**WRITTEN INSTRUCTION:**
Which lines in the records below contain the word "dark"? List each of those lines in full.

►

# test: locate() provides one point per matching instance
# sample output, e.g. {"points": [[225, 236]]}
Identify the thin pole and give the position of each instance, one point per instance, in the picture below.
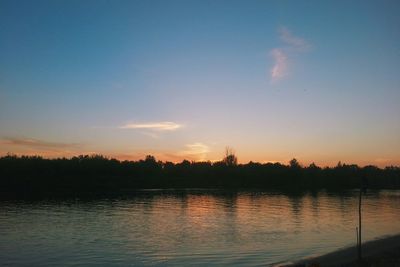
{"points": [[359, 226]]}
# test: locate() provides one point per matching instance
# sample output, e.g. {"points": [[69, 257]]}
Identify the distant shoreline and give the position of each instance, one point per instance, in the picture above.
{"points": [[25, 176], [383, 251]]}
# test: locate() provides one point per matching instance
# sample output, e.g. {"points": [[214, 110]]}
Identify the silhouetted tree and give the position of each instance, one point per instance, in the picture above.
{"points": [[230, 158]]}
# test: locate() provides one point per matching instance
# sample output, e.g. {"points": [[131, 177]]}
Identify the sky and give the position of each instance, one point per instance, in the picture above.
{"points": [[318, 81]]}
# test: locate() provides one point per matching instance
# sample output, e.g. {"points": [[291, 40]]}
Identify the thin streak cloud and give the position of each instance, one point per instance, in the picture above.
{"points": [[34, 143], [279, 70], [160, 126], [291, 44]]}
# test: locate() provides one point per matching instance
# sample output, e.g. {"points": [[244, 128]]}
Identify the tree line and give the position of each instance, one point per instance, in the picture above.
{"points": [[97, 174]]}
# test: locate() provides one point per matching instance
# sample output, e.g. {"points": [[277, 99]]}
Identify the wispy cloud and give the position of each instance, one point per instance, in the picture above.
{"points": [[159, 126], [294, 41], [280, 55], [279, 70], [196, 151], [35, 143]]}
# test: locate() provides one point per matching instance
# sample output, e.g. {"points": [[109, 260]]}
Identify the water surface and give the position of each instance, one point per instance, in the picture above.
{"points": [[192, 227]]}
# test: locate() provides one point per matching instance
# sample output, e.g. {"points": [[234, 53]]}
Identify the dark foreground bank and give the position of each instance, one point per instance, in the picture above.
{"points": [[383, 252]]}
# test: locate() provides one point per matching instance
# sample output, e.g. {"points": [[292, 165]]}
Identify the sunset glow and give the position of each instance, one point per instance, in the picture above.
{"points": [[185, 79]]}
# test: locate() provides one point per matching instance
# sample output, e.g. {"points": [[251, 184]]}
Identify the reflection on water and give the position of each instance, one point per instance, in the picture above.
{"points": [[190, 228]]}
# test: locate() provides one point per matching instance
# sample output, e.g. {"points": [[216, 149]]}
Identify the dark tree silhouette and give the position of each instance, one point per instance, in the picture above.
{"points": [[230, 158]]}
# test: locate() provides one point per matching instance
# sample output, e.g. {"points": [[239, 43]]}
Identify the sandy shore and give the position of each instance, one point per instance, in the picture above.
{"points": [[381, 252]]}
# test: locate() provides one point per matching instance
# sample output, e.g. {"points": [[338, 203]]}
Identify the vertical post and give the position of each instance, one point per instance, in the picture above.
{"points": [[359, 225]]}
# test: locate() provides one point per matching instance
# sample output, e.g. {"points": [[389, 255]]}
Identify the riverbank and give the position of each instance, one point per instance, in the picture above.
{"points": [[382, 252]]}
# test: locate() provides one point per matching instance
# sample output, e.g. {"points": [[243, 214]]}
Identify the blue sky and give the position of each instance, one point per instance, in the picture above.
{"points": [[314, 80]]}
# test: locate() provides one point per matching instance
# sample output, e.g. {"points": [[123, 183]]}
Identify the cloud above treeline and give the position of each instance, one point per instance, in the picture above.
{"points": [[280, 55], [35, 143], [159, 126]]}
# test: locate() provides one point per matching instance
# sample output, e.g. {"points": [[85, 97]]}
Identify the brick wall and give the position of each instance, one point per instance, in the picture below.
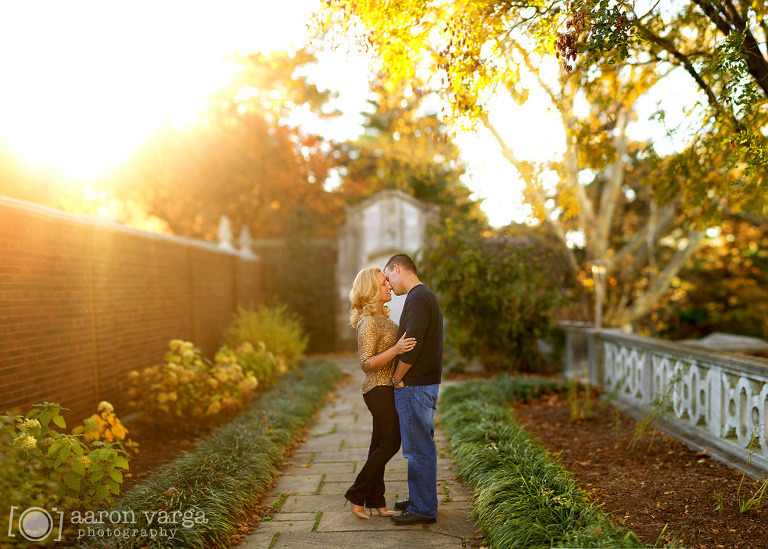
{"points": [[84, 301]]}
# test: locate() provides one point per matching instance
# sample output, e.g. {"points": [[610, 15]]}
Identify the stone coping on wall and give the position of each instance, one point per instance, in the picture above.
{"points": [[110, 224]]}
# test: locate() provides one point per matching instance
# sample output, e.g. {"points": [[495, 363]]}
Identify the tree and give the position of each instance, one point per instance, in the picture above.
{"points": [[723, 289], [406, 147], [241, 159], [478, 47], [720, 45]]}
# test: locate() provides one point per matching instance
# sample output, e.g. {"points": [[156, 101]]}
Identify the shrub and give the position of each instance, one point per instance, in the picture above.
{"points": [[105, 426], [226, 474], [187, 389], [74, 472], [498, 296], [266, 367], [278, 329]]}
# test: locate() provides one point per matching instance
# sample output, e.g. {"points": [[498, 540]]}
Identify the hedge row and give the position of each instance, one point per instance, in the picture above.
{"points": [[524, 498], [202, 493]]}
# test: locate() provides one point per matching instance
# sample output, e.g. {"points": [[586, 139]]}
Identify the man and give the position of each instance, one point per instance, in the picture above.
{"points": [[417, 381]]}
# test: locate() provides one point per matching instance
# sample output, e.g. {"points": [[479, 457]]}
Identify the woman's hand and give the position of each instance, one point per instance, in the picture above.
{"points": [[405, 344]]}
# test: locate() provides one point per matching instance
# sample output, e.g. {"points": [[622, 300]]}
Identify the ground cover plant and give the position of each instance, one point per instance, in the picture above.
{"points": [[658, 485], [200, 494], [271, 327], [524, 498]]}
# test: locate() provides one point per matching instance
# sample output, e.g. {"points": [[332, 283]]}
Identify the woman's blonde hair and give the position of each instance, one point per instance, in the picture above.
{"points": [[365, 295]]}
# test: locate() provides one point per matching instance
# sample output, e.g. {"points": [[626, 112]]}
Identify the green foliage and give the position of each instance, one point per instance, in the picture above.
{"points": [[55, 468], [275, 328], [266, 367], [230, 469], [737, 258], [408, 148], [523, 496], [498, 296], [186, 388]]}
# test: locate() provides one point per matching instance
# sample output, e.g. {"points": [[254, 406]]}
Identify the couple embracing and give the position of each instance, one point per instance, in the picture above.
{"points": [[402, 365]]}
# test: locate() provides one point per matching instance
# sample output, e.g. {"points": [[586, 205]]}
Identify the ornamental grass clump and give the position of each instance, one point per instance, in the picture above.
{"points": [[226, 474], [275, 327], [187, 389], [524, 498], [257, 361]]}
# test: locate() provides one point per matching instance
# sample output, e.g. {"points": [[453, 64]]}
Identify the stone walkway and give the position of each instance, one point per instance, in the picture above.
{"points": [[313, 483]]}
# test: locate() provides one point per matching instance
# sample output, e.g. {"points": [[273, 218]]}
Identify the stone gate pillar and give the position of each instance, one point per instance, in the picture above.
{"points": [[389, 222]]}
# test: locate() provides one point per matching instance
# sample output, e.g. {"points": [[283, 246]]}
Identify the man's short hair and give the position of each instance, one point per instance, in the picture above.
{"points": [[404, 261]]}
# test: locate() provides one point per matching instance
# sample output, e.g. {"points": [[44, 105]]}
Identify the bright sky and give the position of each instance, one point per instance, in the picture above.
{"points": [[84, 82]]}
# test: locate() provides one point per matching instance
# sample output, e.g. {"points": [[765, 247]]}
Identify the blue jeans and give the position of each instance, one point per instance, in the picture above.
{"points": [[416, 407]]}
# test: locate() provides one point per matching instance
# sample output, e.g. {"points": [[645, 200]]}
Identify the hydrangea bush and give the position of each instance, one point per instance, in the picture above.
{"points": [[43, 466], [187, 388]]}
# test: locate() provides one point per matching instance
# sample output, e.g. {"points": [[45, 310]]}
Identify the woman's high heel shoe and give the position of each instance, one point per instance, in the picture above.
{"points": [[358, 510]]}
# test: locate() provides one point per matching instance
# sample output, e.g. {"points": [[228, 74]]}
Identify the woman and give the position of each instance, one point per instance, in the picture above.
{"points": [[377, 348]]}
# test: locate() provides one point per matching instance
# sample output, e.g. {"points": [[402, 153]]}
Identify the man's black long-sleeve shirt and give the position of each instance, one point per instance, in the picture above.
{"points": [[421, 318]]}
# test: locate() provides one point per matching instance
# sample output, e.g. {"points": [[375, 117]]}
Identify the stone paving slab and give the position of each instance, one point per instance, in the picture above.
{"points": [[363, 540], [315, 478]]}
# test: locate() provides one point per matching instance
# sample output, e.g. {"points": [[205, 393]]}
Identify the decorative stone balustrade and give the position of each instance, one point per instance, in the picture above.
{"points": [[716, 400]]}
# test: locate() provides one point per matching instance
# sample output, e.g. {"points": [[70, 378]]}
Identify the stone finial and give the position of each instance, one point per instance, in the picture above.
{"points": [[224, 234], [245, 243]]}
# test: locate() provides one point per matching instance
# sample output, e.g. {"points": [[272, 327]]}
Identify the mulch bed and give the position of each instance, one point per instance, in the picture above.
{"points": [[658, 483]]}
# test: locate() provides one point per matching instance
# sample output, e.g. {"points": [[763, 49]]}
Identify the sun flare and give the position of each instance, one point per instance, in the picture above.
{"points": [[85, 83]]}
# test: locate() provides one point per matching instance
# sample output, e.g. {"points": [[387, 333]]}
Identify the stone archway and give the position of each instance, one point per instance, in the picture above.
{"points": [[389, 222]]}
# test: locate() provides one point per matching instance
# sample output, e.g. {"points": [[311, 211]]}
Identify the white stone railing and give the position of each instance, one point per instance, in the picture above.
{"points": [[717, 401]]}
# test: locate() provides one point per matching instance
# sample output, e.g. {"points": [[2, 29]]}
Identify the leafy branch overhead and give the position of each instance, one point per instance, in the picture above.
{"points": [[470, 50]]}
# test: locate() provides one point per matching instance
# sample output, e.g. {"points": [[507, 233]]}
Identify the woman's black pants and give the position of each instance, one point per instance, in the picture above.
{"points": [[368, 489]]}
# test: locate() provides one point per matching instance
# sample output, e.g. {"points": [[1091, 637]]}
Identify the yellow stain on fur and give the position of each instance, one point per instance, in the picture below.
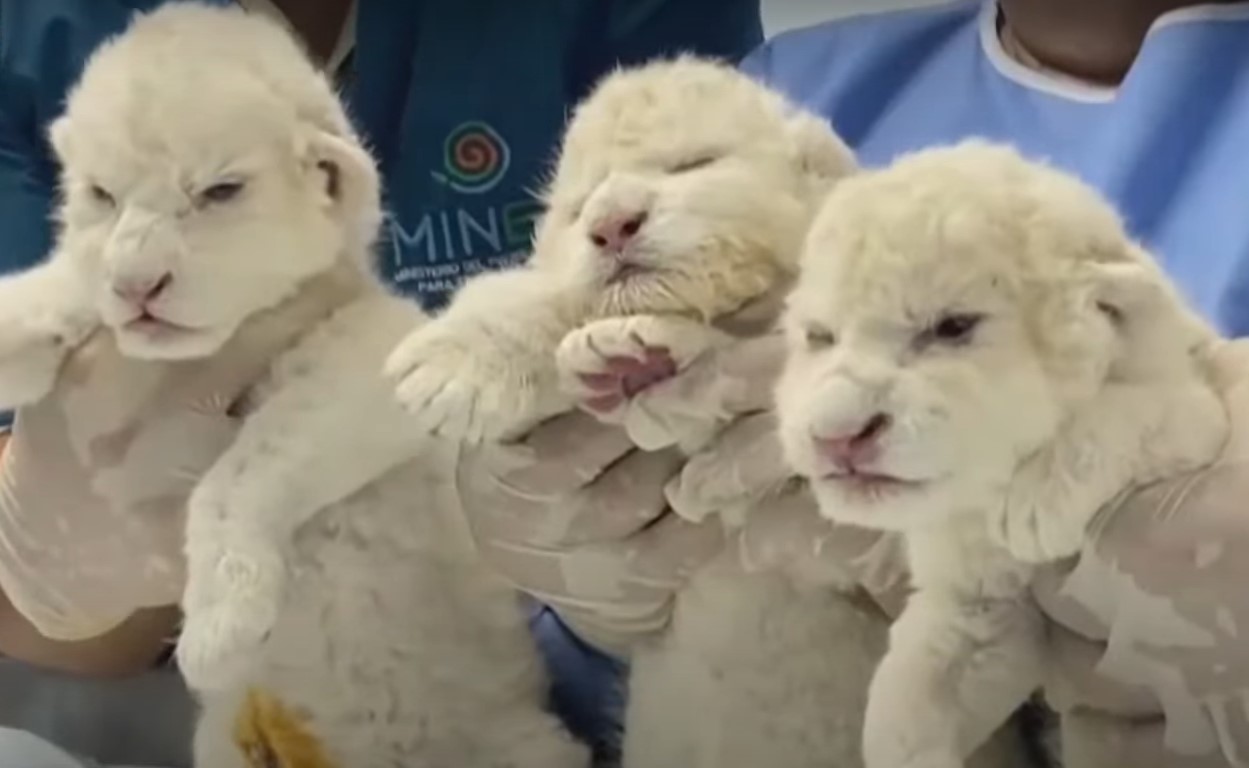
{"points": [[271, 736]]}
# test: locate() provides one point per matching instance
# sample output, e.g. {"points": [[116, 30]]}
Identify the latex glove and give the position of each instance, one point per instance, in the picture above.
{"points": [[576, 515], [1154, 611], [783, 527], [95, 477]]}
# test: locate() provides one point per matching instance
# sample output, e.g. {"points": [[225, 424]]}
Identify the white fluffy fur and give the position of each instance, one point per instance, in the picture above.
{"points": [[329, 561], [1033, 364], [755, 671]]}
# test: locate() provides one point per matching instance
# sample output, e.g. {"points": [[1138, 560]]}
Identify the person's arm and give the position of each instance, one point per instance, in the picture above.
{"points": [[130, 648]]}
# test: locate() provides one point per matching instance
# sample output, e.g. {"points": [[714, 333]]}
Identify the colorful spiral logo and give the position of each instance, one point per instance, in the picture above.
{"points": [[476, 157]]}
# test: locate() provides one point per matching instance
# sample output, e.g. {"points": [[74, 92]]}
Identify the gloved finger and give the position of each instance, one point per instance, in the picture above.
{"points": [[787, 533], [616, 632], [626, 498], [743, 465], [666, 553], [1074, 679], [1094, 739], [565, 453]]}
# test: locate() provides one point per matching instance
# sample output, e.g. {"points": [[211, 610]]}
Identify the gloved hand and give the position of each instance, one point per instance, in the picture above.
{"points": [[1154, 666], [95, 477], [577, 516]]}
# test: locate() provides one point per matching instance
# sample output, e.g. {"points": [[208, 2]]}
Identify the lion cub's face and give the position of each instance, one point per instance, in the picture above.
{"points": [[683, 186], [951, 311], [195, 187]]}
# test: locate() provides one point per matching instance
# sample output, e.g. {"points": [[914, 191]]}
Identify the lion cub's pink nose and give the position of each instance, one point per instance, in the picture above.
{"points": [[143, 291], [613, 232], [851, 450]]}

◄

**RIGHT ANSWER:**
Identify the dark foreground bank and give the position of each instance, one point per instance, in the picture above.
Identify the dark tree silhouette and give the position of each instance, one point per instance, in the picture above.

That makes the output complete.